AUFGABENÜBERSICHT:
1. Gib den Abschnitt des Textes über Maria Lassnig zwischen „Selbst in Paris“ und „auf dem Kunstmarkt.“, beide Stellen eingeschlossen, wortgetreu wieder.
2. Fasse im Text über Maria Lassnig den Absatz, der mit „Ob sie das Matriarchat der Mutter“ beginnt, knapper zusammen und behalte dabei seine wesentlichen Fakten bei.
3. Nenne alle Personen, die im Text über Maria Lassnig mit ihrem Namen genannt werden.

SEITENTEXT:
Selbst in Paris und New York, wo Lassnig ab den 60ern einige Zeit lebte und arbeitete, verfolgte sie die Geringschätzung als weibliche Kunstschaffende. Sie wurde darüber zur Feministin. Salomonowitz stellt dieses Umzingeltsein vom Patriarchat in ihrer Erzählung unmissverständlich heraus, macht dabei aber ebenso deutlich, wie sehr Maria Lassnig dagegen anging und schlussendlich siegte – auch auf dem Kunstmarkt.
Mutter
Ob sie das Matriarchat der Mutter jemals wirklich abschütteln konnte, lässt MIT EINEM TIGER SCHLAFEN ein Stück weit offen. Geboren als uneheliches Kind 1919, wurde sie in den ersten Lebensjahren von ihrer Großmutter aufgezogen. Erst mit sechs nahm die Mutter Maria wieder zu sich, doch von einer aufrichtig liebevollen Beziehung scheint das Verhältnis, so arbeiten Salomonowitz und Minichmayr es heraus, weit entfernt gewesen zu sein. Vielmehr schon könnte man von einer psychischen Übergriffigkeit der Mutter sprechen.
Wiederholt taucht im Film der Moment auf, wo die Mutter Maria auffordert, sich doch eine andere Mutter zu suchen. Sie kündigt ihr in gewisser Weise die Mutterschaft, nur um ihre Tochter dann wieder in einer großen vorgeblichen Liebe an sich zu ziehen. Mutterliebe im On-Off-Modus.
Es muss eine albtraumhafte Situation für das junge Mädchen gewesen sein, aus der sich Maria auch als Erwachsene scheinbar nur bedingt freistrampeln konnte, zumal sie auf die finanzielle Unterstützung der Mutter wohl lange Zeit noch angewiesen war.
Ein schon früh sichtbares Talent ihrer Tochter, so lernen wir es in MIT EINEM TIGER SCHLAFEN, erkannte die Mutter zweifelsohne – aber sie betrachtete es eher als Mittel für ein paar schnelle Schillinge nebenbei – „Solange man jemanden abmalen kann, wird man net verhungern.“ Kunstgewerbe.
Dass Maria danach strebte, aus dem Talent ein Leben als Künstlerin zu machen, schien für diese Mutter keine Option, weder wirtschaftlich noch gesellschaftlich. Ihre Ansichten ließ sie ihre Tochter offenbar deutlich spüren. Erst mit dem Tod der Mutter, so lässt es uns der Film lesen, findet Maria eine gewisse Form von Freiheit und auch innerer Autonomie.
Maria
Wenige Minuten nach Beginn von MIT EINEM TIGER SCHLAFEN nagelt die Film-Maria ein Stück leere Leinwand an die Wand ihres Ateliers und setzt sich davor hin. Sie sitzt. Und sitzt. Das Künstler:innen-Ich hadert mit der leeren Leinwand – das ultimative Klischee. Aber dieses Filmbild ist eine Finte, ein Spiel mit Erwartungshaltungen und ein Verweis darauf, welch anderen Arbeitsstil Lassnig entwickelte.

DATENAUSZUG:

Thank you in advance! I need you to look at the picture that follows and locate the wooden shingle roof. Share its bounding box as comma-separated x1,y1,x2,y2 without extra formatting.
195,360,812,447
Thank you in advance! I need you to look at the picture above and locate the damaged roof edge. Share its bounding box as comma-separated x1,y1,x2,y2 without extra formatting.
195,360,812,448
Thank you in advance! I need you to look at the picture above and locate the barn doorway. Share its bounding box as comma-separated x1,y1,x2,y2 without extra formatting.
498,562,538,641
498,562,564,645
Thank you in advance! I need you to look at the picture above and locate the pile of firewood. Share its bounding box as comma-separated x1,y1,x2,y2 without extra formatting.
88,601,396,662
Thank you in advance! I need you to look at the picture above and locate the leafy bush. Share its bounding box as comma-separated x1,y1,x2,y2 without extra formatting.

ANTWORTEN JE AUFGABE:
1.
Selbst in Paris und New York, wo Lassnig ab den 60ern einige Zeit lebte und arbeitete, verfolgte sie die Geringschätzung als weibliche Kunstschaffende. Sie wurde darüber zur Feministin. Salomonowitz stellt dieses Umzingeltsein vom Patriarchat in ihrer Erzählung unmissverständlich heraus, macht dabei aber ebenso deutlich, wie sehr Maria Lassnig dagegen anging und schlussendlich siegte – auch auf dem Kunstmarkt.

2. Der Film lässt teilweise offen, ob Maria das Matriarchat der Mutter je wirklich abschütteln konnte. Sie kam 1919 als uneheliches Kind zur Welt und wuchs zunächst bei ihrer Großmutter auf. Erst mit sechs Jahren holte die Mutter sie zu sich. Wie Salomonowitz und Minichmayr herausarbeiten, war die Beziehung weit von echter Liebe entfernt und eher von psychischer Übergriffigkeit der Mutter geprägt.

3.
- Maria Lassnig
- Salomonowitz
- Minichmayr